▸ WHAT IS REQUIRED:
The line containing "the hand sanitizer" marks the start; return it and every line after it in the listing below, exactly, through the last.

▸ DATASET CONTENT:
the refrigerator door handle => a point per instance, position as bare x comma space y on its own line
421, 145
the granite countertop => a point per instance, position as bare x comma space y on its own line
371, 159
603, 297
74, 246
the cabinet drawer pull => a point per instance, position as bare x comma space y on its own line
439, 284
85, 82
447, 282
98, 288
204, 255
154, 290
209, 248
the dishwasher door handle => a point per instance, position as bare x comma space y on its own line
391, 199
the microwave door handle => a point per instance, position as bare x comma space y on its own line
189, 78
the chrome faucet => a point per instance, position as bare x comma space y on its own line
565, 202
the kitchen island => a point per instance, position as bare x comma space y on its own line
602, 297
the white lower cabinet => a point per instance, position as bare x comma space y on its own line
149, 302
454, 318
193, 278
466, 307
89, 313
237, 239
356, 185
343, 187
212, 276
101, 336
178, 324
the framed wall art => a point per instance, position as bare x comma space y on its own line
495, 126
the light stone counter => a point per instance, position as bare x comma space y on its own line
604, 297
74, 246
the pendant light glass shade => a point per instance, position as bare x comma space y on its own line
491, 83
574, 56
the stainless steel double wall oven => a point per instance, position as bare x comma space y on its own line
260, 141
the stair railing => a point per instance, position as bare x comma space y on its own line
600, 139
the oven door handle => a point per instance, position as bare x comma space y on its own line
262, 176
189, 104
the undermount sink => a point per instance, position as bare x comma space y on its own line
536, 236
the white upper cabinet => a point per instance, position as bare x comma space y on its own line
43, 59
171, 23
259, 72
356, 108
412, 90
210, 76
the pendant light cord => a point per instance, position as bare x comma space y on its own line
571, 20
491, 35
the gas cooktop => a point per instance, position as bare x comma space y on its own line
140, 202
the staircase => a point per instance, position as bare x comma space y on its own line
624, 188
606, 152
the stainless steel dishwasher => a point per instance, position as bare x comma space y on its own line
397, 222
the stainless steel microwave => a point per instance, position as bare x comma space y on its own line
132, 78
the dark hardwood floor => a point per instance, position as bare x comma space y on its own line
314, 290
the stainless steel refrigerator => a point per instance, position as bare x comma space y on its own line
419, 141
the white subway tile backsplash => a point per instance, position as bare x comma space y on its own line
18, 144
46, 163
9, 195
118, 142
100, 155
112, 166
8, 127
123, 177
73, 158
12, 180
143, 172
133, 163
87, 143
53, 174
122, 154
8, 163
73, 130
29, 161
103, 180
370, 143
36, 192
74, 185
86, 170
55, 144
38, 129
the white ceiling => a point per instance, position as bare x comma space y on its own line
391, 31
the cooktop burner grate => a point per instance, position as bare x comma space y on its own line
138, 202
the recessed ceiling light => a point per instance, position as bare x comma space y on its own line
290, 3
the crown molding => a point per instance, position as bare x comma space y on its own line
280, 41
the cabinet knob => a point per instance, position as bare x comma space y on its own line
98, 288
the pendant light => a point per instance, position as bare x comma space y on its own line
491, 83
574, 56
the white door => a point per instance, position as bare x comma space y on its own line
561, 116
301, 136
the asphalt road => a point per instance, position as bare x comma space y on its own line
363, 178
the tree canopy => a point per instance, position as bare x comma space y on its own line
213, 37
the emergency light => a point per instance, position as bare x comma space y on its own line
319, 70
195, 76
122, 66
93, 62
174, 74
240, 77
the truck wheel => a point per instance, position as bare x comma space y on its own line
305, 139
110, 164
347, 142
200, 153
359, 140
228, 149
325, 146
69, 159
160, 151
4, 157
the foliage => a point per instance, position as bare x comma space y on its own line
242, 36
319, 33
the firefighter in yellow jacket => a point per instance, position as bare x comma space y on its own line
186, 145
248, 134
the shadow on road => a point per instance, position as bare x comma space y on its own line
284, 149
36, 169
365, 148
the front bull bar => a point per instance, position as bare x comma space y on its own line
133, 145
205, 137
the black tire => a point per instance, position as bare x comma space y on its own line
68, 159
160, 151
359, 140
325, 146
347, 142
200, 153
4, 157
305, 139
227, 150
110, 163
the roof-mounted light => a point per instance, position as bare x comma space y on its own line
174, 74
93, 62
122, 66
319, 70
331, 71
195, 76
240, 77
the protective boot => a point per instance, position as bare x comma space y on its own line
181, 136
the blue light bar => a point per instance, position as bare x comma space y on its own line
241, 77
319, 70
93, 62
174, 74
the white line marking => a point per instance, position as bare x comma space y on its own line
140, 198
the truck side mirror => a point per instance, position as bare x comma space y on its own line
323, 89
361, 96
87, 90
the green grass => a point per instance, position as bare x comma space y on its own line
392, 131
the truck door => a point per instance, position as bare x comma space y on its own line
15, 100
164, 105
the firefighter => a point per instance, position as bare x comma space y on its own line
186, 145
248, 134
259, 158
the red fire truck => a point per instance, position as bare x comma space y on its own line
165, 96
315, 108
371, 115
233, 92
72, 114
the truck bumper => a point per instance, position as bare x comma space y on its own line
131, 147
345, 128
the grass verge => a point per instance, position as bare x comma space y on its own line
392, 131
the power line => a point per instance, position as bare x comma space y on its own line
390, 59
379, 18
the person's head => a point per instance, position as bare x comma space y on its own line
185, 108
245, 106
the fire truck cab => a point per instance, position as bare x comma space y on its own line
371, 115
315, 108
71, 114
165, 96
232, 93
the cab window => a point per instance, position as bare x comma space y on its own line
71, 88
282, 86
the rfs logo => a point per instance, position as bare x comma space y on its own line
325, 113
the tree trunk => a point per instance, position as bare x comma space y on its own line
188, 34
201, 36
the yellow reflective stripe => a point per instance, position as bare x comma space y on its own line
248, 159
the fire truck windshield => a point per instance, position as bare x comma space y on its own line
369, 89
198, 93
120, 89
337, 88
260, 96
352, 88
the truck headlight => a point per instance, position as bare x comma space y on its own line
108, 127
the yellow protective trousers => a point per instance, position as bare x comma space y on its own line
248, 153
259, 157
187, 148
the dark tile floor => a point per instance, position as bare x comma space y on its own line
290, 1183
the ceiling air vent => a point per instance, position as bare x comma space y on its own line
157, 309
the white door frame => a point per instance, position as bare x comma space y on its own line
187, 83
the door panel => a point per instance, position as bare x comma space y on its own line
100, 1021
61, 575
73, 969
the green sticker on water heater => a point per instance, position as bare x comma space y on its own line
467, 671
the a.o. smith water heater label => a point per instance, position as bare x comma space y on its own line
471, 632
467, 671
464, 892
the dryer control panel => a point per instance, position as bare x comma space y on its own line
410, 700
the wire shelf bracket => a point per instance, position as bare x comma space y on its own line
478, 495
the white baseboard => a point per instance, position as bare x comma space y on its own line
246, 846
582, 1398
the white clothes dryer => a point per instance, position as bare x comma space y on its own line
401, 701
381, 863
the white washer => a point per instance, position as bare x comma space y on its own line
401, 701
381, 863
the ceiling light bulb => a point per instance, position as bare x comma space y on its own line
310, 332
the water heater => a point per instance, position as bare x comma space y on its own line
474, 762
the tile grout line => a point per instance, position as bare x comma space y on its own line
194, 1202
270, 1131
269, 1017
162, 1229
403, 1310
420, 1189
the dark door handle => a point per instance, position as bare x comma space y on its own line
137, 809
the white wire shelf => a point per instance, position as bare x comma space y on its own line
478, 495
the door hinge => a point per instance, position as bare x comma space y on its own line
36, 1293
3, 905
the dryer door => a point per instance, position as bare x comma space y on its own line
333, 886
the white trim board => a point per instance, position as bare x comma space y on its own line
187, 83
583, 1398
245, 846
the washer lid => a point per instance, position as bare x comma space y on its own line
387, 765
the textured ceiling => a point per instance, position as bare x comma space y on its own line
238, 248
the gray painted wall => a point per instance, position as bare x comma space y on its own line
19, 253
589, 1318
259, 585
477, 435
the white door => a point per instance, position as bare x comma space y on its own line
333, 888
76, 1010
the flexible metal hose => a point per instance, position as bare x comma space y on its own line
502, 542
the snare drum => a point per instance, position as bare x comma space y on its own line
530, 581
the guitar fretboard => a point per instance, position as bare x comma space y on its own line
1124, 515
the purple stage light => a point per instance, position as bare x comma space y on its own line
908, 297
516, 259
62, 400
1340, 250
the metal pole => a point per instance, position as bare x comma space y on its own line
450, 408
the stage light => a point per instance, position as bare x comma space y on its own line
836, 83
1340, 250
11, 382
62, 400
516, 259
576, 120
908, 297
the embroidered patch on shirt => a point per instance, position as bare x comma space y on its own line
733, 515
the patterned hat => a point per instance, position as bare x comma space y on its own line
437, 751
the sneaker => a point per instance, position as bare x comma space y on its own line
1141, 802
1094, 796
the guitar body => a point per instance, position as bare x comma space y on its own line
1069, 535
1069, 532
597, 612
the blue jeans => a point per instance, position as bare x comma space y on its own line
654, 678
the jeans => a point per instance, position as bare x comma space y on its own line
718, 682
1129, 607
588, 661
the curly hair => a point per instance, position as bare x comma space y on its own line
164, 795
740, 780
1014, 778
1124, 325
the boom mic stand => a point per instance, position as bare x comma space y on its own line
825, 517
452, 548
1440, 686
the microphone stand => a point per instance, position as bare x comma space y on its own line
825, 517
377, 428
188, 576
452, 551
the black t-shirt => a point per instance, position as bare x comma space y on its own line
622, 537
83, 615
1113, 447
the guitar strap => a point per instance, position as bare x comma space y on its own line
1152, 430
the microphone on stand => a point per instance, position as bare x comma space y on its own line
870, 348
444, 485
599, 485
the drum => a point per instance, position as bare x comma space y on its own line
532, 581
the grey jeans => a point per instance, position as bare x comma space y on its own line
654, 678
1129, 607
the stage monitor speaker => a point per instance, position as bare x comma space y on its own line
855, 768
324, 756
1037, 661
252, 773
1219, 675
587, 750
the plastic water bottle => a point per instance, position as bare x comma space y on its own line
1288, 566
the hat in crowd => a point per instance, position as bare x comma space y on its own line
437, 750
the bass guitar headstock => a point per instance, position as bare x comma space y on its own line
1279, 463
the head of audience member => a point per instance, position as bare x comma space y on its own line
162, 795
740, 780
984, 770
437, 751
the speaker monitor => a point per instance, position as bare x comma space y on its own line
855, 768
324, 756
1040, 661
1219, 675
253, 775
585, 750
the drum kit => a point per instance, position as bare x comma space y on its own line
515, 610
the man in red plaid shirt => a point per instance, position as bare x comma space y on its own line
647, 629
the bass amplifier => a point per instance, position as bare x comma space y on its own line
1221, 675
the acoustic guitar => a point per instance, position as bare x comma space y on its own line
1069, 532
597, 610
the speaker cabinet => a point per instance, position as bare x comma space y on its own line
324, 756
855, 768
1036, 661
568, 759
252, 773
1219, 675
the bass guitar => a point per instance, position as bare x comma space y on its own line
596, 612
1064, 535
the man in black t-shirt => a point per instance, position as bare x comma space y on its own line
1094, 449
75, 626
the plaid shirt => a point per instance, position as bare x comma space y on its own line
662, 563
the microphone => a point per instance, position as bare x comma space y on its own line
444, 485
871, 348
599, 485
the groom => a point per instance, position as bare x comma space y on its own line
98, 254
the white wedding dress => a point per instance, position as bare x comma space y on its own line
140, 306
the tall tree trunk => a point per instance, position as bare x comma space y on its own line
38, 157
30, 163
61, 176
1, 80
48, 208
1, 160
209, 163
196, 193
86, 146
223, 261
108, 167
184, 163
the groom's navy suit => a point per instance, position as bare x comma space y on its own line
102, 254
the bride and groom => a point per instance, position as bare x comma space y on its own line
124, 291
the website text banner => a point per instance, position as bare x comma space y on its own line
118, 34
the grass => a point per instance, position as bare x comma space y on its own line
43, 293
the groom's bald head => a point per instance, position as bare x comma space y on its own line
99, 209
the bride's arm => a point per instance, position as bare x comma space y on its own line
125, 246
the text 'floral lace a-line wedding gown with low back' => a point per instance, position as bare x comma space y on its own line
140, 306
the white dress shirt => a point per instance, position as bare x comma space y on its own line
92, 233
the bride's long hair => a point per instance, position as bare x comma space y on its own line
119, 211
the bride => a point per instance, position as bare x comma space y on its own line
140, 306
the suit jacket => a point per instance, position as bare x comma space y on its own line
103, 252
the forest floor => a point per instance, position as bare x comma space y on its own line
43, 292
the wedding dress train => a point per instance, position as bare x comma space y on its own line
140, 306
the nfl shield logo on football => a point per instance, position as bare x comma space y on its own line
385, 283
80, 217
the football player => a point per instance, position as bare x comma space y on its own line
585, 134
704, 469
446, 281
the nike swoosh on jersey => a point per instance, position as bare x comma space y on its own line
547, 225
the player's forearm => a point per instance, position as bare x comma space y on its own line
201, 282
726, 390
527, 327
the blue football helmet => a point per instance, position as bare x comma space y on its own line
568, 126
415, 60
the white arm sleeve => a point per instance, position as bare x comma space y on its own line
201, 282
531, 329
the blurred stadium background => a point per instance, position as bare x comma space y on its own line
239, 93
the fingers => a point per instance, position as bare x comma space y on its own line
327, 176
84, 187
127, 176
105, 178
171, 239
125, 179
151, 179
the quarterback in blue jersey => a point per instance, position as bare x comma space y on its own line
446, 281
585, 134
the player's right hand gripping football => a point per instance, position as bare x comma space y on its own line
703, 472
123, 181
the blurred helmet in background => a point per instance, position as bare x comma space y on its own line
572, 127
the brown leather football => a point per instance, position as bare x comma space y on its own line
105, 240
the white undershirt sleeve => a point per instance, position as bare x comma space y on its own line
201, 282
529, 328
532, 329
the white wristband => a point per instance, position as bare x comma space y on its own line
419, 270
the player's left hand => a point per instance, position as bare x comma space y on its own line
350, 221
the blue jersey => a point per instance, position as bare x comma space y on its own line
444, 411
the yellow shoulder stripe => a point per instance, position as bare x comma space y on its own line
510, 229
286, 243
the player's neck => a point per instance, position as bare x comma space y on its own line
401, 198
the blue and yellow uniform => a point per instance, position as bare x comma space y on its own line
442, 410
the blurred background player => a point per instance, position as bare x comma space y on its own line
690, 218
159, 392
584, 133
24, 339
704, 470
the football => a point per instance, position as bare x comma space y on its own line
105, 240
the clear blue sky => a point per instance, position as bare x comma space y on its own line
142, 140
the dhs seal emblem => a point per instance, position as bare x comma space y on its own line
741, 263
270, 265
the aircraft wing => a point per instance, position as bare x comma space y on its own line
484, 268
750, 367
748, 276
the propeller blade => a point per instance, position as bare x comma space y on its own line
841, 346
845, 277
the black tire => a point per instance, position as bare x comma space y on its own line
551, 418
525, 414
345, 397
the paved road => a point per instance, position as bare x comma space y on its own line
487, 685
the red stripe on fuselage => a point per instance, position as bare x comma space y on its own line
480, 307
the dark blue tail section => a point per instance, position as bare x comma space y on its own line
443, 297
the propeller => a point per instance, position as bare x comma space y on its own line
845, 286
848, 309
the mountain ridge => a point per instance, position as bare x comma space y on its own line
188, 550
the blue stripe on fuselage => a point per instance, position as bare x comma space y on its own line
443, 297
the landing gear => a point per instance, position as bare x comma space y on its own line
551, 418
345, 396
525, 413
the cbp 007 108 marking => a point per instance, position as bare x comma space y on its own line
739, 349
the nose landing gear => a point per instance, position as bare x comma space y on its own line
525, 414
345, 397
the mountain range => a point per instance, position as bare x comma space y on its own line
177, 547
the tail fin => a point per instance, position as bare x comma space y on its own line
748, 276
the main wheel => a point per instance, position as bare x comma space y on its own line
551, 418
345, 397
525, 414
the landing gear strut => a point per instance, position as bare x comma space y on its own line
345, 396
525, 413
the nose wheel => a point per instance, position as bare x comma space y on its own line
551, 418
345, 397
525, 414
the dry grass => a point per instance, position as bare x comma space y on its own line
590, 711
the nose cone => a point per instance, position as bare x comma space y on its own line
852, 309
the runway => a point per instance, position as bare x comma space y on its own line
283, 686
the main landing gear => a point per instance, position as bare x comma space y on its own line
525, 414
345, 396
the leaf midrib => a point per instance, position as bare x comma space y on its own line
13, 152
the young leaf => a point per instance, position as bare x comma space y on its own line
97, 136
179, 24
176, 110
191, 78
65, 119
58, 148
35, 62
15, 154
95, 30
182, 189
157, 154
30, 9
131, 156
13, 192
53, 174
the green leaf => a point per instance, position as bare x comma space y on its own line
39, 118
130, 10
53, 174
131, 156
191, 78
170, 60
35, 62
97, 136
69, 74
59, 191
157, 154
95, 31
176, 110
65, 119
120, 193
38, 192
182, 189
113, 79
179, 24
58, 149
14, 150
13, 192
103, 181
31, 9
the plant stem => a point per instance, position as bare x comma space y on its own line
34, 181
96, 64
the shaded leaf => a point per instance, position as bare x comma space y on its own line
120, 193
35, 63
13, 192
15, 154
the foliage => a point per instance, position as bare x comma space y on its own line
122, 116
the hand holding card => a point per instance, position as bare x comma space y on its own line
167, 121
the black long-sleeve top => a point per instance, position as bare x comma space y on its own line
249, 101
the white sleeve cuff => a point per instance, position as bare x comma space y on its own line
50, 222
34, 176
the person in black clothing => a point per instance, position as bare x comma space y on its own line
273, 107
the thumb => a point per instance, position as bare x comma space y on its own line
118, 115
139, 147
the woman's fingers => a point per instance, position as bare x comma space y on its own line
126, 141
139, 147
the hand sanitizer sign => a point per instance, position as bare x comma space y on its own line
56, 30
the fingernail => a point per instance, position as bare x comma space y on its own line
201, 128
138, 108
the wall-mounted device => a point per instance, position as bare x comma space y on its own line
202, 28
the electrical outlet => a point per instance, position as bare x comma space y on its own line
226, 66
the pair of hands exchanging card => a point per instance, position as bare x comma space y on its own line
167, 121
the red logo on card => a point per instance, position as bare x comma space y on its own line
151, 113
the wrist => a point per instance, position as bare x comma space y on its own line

▸ TASK ANSWER:
the hand sanitizer sign => a point per instance, position as bare x comma space y on its own line
56, 30
the fingernail => a point per instance, position as bare x comma space y on its own line
201, 128
138, 108
the wall-mounted device => a point per instance, position as bare x comma space y on its own line
202, 28
the electrical outlet => a point per instance, position as bare x comma space y on its own line
226, 66
the pair of hands exchanging card => a point per instance, position as bare x comma space y on its own line
167, 121
the red logo on card => a point per instance, position as bare x comma space y on its own line
151, 113
the wrist => a point per instance, position as bare x comma space y on its own line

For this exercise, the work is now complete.